== SOURCE MATERIAL

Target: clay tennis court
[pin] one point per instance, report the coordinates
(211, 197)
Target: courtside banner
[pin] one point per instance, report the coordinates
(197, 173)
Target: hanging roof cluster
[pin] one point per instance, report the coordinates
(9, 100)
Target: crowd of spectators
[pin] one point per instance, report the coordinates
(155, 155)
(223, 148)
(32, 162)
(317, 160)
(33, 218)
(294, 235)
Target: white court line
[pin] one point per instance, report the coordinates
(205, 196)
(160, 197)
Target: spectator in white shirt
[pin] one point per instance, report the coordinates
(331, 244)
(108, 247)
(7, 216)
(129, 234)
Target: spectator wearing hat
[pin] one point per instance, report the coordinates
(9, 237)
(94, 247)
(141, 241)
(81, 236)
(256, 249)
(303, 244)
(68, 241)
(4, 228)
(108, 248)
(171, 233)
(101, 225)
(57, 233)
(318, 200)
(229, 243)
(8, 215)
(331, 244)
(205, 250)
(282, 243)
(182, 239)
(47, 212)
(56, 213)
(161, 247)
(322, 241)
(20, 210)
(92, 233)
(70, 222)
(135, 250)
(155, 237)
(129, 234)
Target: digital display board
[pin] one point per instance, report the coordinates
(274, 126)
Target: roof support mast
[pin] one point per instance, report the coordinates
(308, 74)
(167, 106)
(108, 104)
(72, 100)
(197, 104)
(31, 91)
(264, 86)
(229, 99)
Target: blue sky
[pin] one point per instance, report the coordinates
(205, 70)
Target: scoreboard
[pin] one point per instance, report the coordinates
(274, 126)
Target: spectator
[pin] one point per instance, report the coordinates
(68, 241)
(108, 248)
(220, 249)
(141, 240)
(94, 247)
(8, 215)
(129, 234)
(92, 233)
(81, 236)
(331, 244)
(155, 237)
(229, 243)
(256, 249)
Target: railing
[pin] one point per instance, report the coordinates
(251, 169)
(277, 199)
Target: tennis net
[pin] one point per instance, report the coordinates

====

EXERCISE INSTRUCTIONS
Retype, character for character, the stretch running from the line that contains "Target: railing" through the final line of the items above.

SOLUTION FOR THIS TASK
Target: railing
[pin] one point per instance, report the coordinates
(251, 169)
(277, 199)
Target: tennis net
[pin] one point per instance, report the coordinates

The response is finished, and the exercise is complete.